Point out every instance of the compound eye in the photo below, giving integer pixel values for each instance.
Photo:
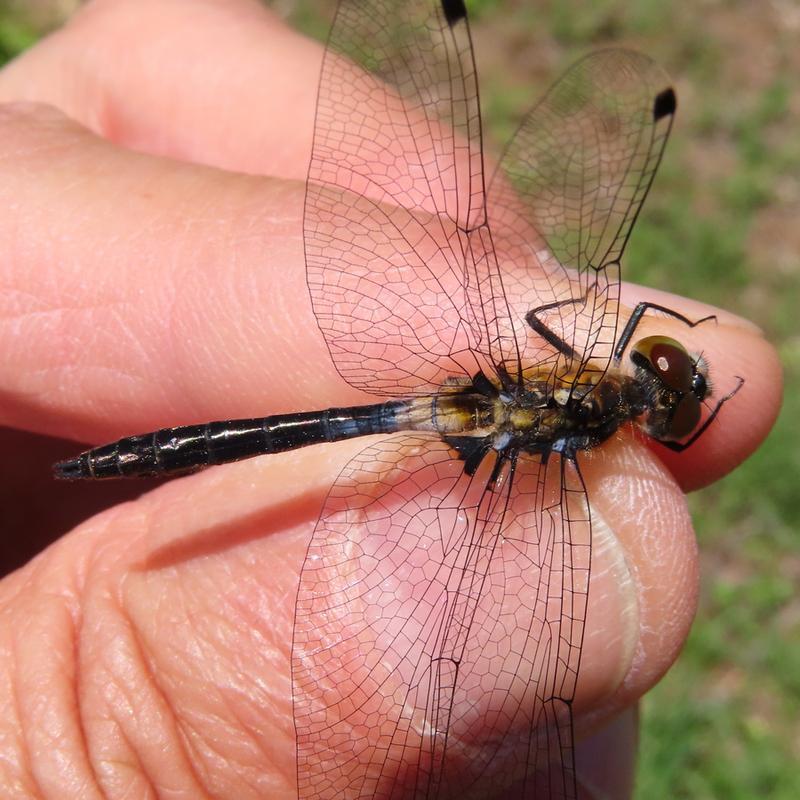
(668, 360)
(685, 418)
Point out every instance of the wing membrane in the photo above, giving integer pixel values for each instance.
(396, 197)
(438, 629)
(568, 190)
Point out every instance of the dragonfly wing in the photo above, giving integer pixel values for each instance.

#### EXERCISE DETAILS:
Reproduce the listing exactly. The pictures are to be omitted.

#### TASK ANSWER:
Point out every instance of the compound eye in the photo below, giving integer pixel values for each instance.
Photo:
(668, 360)
(685, 418)
Point out every instance of the wing membrane in the photo above, giving integer pixel values for each instance.
(396, 197)
(438, 629)
(568, 190)
Point out every instance of the dragonfly wing in the photo above, giving integer pixel values for each instance.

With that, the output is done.